++++ DATA ENTRIES ++++

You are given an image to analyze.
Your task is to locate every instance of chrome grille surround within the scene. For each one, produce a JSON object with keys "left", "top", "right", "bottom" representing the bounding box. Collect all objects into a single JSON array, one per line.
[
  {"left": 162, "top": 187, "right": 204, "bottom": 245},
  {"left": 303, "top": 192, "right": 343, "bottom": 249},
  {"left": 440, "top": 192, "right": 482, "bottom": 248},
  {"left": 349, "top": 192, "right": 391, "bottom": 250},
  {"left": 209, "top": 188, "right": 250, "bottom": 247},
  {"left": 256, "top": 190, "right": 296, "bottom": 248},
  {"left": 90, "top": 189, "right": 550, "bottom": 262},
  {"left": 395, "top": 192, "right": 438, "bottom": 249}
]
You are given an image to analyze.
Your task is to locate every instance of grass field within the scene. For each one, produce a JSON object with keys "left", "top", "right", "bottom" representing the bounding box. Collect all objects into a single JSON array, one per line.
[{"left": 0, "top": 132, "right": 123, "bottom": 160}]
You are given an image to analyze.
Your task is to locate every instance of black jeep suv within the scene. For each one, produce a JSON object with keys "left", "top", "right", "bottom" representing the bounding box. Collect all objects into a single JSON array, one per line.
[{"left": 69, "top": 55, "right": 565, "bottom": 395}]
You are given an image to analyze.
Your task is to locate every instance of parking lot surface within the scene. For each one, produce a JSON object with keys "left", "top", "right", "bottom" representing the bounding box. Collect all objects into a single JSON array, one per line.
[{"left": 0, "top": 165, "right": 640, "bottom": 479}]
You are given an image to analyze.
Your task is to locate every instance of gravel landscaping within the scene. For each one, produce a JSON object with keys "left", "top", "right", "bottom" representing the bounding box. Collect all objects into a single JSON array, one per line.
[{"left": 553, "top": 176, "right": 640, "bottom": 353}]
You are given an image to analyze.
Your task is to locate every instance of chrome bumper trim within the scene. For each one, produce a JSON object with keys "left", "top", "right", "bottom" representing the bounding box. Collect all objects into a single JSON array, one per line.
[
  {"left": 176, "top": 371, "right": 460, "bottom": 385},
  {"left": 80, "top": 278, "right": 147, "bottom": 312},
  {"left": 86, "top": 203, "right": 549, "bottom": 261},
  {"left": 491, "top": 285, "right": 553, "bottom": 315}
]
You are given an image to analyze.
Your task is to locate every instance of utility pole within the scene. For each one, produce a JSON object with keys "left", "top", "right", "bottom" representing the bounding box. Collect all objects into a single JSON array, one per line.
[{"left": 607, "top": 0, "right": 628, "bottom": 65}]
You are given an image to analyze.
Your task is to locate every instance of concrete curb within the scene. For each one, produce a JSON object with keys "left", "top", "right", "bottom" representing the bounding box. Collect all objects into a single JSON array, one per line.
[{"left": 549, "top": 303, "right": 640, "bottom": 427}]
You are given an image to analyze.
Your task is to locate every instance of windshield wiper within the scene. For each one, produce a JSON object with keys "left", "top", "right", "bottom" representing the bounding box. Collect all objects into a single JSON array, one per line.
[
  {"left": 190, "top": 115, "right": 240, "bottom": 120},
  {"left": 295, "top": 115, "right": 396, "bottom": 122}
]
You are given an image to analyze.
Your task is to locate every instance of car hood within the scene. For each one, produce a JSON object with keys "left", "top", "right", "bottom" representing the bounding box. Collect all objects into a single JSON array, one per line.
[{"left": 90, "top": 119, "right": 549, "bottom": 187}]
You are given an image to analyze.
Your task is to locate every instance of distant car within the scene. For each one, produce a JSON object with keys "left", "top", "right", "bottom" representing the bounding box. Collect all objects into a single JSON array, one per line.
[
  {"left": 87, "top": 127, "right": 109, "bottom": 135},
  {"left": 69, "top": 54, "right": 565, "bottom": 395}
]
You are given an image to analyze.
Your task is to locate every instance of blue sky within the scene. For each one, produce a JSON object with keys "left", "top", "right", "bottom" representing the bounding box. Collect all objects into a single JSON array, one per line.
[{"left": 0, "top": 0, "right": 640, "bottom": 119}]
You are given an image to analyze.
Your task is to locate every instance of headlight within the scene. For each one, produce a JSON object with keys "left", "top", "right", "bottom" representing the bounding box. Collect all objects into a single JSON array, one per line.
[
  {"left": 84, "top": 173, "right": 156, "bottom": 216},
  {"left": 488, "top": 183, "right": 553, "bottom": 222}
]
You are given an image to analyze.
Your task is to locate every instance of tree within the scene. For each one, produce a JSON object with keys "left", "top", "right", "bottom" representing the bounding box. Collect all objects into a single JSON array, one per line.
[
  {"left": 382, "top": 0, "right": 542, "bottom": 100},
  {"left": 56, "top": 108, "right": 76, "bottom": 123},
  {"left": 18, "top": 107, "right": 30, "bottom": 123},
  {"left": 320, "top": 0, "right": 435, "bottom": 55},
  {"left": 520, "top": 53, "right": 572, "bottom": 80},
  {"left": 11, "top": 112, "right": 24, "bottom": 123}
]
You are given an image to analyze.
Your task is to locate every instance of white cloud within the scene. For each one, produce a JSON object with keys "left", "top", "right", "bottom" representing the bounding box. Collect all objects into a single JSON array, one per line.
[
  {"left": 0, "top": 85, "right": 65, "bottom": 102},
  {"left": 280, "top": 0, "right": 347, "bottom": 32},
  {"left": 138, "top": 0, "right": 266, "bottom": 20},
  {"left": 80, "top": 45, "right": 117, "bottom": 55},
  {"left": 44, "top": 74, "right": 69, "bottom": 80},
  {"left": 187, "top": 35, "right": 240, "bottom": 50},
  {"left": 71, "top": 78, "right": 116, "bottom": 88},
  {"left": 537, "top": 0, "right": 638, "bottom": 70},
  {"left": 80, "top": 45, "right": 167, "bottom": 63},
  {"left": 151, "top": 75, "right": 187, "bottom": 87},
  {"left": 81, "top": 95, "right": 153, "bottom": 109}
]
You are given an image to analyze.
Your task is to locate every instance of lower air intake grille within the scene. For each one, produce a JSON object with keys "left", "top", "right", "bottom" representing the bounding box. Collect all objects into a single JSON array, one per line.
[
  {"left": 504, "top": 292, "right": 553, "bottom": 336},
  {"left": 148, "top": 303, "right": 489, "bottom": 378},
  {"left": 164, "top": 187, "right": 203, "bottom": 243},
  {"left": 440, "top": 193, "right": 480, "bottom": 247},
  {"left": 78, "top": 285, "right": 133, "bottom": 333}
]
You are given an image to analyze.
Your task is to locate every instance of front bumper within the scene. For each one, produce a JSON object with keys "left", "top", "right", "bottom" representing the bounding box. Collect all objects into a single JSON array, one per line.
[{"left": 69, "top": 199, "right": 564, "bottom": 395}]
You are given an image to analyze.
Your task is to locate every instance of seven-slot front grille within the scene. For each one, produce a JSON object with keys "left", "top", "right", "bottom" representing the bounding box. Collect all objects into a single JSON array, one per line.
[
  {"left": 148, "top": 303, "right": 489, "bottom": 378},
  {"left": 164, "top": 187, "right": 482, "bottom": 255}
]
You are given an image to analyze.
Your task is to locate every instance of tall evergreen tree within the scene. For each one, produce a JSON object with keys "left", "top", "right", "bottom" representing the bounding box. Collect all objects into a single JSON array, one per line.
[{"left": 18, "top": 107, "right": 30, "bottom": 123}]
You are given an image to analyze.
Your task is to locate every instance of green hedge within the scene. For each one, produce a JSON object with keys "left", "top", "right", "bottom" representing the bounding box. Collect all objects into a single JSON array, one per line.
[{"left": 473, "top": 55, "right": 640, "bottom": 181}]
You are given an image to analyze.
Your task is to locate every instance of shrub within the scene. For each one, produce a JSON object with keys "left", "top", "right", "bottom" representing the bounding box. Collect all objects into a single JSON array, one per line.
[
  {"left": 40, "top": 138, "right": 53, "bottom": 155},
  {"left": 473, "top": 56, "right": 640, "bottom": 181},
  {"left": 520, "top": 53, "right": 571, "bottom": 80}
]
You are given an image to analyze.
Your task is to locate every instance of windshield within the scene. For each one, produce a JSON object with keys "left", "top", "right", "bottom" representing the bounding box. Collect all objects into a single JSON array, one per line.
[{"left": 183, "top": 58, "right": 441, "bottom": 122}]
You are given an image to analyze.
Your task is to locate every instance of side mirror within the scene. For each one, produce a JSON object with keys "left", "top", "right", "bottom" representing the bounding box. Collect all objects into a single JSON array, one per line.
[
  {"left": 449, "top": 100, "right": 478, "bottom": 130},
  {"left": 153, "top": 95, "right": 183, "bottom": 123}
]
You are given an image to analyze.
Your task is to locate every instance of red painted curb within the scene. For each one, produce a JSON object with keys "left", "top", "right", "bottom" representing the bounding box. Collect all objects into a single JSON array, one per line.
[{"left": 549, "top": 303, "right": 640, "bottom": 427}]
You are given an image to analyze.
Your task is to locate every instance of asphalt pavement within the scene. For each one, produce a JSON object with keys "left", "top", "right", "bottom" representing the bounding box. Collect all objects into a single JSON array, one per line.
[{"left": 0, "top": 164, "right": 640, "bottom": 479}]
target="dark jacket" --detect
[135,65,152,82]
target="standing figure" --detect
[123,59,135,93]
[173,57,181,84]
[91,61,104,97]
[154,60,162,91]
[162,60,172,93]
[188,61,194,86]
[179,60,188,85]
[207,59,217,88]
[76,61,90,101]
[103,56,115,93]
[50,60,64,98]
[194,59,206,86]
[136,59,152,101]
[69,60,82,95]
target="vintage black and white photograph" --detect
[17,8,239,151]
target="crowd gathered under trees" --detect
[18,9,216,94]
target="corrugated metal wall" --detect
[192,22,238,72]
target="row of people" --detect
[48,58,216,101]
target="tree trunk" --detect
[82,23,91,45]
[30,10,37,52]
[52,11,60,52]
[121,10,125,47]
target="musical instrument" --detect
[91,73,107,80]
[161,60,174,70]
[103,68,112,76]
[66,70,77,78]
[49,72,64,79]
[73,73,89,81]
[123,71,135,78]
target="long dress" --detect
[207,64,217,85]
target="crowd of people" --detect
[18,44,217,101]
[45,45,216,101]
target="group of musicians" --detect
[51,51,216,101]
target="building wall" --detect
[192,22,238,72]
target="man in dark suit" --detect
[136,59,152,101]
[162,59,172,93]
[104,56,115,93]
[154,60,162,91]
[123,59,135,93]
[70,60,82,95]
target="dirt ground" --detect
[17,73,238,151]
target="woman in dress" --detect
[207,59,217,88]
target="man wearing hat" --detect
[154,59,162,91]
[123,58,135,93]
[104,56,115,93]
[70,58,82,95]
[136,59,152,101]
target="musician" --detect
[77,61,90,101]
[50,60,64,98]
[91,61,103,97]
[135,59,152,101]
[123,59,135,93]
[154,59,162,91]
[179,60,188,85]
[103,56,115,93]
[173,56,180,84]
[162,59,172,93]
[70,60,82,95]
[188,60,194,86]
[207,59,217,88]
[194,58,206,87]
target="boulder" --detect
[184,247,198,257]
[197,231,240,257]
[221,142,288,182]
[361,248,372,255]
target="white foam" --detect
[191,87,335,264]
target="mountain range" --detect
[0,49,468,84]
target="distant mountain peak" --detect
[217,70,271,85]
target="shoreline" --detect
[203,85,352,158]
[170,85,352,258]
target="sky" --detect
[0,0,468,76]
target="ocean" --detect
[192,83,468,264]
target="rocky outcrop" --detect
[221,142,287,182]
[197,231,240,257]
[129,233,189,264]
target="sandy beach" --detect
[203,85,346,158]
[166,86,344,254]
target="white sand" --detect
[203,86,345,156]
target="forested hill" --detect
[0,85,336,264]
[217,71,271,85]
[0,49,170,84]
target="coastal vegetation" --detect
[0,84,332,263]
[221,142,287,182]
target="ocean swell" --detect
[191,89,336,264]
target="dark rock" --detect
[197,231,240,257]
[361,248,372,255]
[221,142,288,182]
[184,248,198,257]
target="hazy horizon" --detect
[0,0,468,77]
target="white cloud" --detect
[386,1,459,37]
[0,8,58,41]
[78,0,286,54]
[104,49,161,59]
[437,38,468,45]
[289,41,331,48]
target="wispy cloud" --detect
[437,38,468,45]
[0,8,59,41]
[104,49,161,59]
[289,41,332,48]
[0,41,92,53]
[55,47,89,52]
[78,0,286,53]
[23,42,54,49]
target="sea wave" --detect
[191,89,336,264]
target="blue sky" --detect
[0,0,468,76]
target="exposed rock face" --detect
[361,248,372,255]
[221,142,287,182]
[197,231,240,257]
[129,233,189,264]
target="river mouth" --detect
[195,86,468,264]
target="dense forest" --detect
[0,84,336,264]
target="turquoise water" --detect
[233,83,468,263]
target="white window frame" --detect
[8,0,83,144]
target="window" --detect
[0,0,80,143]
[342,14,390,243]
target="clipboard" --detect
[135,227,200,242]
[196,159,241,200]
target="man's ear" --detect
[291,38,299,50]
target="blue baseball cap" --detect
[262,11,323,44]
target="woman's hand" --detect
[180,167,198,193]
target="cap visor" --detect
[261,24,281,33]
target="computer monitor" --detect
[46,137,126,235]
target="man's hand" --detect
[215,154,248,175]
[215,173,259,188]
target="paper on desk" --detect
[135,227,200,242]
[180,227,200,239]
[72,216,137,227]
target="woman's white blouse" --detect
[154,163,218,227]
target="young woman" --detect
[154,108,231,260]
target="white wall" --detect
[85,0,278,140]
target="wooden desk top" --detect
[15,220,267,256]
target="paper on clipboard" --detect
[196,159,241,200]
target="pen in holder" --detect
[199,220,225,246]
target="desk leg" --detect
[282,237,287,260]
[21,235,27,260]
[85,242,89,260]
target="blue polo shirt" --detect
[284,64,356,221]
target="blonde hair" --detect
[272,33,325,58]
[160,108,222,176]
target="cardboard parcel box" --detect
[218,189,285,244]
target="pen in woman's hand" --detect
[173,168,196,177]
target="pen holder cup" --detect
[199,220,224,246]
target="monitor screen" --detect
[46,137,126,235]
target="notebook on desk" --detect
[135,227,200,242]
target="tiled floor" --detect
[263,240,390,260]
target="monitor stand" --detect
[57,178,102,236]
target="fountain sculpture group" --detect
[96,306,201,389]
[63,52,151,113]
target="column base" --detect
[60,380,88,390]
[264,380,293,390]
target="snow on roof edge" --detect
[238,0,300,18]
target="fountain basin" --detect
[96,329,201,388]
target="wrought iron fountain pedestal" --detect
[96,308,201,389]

++++

Could you rewrite the part that opens with the line containing "black and white" and closes with the line containing "[48,58,216,101]", shifting every bounding-box coordinate up by 94 and keeping all other lines unchanged?

target="vintage black and white photograph" --detect
[111,102,333,245]
target="crowd gathered under trees" --detect
[112,103,310,188]
target="corrugated metal wall" --detect
[286,116,332,166]
target="row of people" --detect
[142,152,310,195]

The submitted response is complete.